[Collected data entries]
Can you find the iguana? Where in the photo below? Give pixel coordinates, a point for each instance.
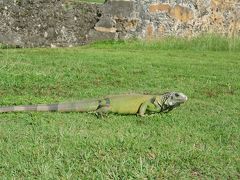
(139, 104)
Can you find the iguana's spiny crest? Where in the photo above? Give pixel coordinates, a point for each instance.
(171, 100)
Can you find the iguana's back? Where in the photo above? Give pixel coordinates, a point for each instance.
(127, 104)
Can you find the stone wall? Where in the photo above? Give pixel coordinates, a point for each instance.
(151, 19)
(38, 23)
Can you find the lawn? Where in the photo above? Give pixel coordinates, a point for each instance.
(200, 139)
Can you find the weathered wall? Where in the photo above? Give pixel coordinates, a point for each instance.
(151, 19)
(30, 23)
(38, 23)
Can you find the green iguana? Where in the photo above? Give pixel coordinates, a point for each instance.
(139, 104)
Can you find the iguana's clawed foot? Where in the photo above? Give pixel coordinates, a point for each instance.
(102, 112)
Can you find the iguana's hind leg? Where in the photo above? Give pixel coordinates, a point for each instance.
(102, 111)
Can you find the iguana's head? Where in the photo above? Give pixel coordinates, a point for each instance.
(173, 99)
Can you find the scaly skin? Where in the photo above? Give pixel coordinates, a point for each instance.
(120, 104)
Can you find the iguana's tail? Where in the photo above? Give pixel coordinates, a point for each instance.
(80, 106)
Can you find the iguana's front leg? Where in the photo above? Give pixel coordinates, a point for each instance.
(102, 111)
(150, 106)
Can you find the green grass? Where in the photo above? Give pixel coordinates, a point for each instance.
(198, 140)
(91, 1)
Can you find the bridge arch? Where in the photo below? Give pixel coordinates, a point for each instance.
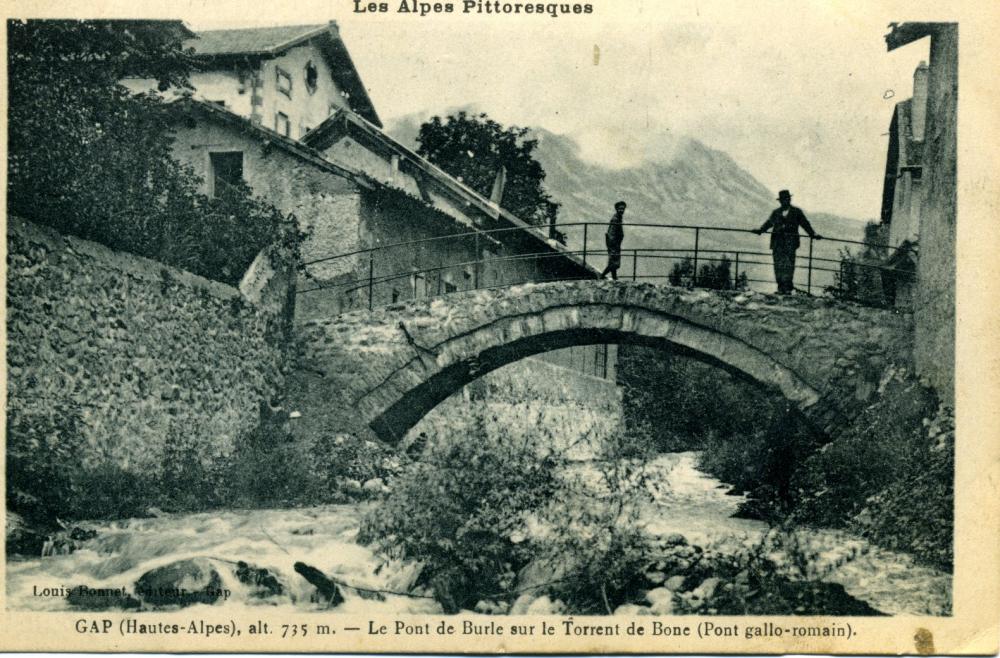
(380, 372)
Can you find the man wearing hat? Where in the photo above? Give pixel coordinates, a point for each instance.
(784, 223)
(613, 239)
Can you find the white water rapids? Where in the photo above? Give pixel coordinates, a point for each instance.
(686, 501)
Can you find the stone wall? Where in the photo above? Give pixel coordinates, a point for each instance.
(934, 307)
(137, 352)
(382, 371)
(327, 206)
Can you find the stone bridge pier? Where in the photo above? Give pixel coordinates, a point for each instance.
(377, 373)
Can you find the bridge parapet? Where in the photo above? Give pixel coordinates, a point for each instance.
(381, 371)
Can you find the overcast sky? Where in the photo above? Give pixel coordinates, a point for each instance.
(801, 97)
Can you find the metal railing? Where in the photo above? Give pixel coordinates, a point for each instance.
(380, 268)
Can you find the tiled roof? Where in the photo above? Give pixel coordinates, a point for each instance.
(251, 41)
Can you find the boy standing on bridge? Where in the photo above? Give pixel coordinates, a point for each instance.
(784, 223)
(613, 239)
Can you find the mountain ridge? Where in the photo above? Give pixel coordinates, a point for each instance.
(695, 185)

WORK ORDER. Pictures must be left out when the records are transcribed exactly.

SOLUTION FOR THIS TASK.
Can you find the iguana? Where in the photo below? Give pixel coordinates, a point for each instance.
(139, 104)
Can you find the iguana's spiny crest? Where in the photo above? Give pixel coordinates, a point for each instance.
(171, 100)
Can you find the iguana's back? Where in the photo above? Give pixel coordinates, a point for each instance.
(127, 104)
Can you find the stone wall? Where in the photo above? Give pixel coordinates, a point for each instance.
(151, 19)
(38, 23)
Can you find the lawn? Where in the photo above? Give pixel coordinates, a point for each instance.
(200, 139)
Can you find the weathered wall? Where in the photo above? Give pixel coordinates, a point for each instance.
(151, 19)
(30, 23)
(38, 23)
Can you find the green iguana? Where in the photo above? Give pixel coordinates, a point for each instance.
(139, 104)
Can you find the iguana's clawed foot? Where in the photo above? Give pixel coordinates, a point for each instance.
(102, 112)
Can you find the iguana's hind leg? Where in the photo above? Give pixel coordinates, a point for each instance.
(102, 111)
Can you find the iguana's head? Where in the photo above? Give pixel coordinates, a point for each instance.
(173, 99)
Can you find the scaly skin? Where in the photo above? Give pixel coordinates, a point for each instance.
(120, 104)
Can you find the iguana's tail? Where in the photo above? Give pixel coordinates, a point for each instance.
(80, 106)
Can you find the iguana's front leg? Where in the photo above? Give pixel coordinates, a point for each instance.
(102, 111)
(150, 106)
Can you find the green grass? Where in the photo above? Give pixel coordinates, a point for each instance.
(198, 140)
(91, 1)
Can you find the bridge arch? Where in the photo below? Give pixel coordinates, a point for each instance.
(380, 372)
Can you find the man wearing hat? Where in the photo above? Give pixel coordinates, a point for each instance.
(784, 223)
(613, 239)
Can you find the white water rapids? Where in the photo above? Give pixel coordinates, a point for each instance.
(686, 501)
Can you find the stone wall? Where in the photo above? Give pixel coordinates, a point for each instance.
(934, 307)
(137, 352)
(382, 371)
(327, 206)
Can you find the stone bridge pier? Where in the photo above? Give pixel coordinates, a point for each instance.
(377, 373)
Can you find the bridge parapet? Where in the photo above? Give pixel coordinates, a point for each instance.
(381, 371)
Can you find the overcast sky? Where in the photo above? Give pixel coordinates, a point for each instance.
(801, 97)
Can you find the metal railing? Where in the photo above? Give pixel coordinates, a point for each instance.
(380, 268)
Can you find the tiled roof? Where in the photo above? Give pixel coordinates, a point for each instance.
(251, 41)
Can you find the boy standing on bridge? Where in the photo above? Give pixel coordinates, a point for each instance.
(784, 223)
(613, 239)
Can you find the mountain ridge? Where in the photo above? Give pixel coordinates, a point for each instance.
(695, 185)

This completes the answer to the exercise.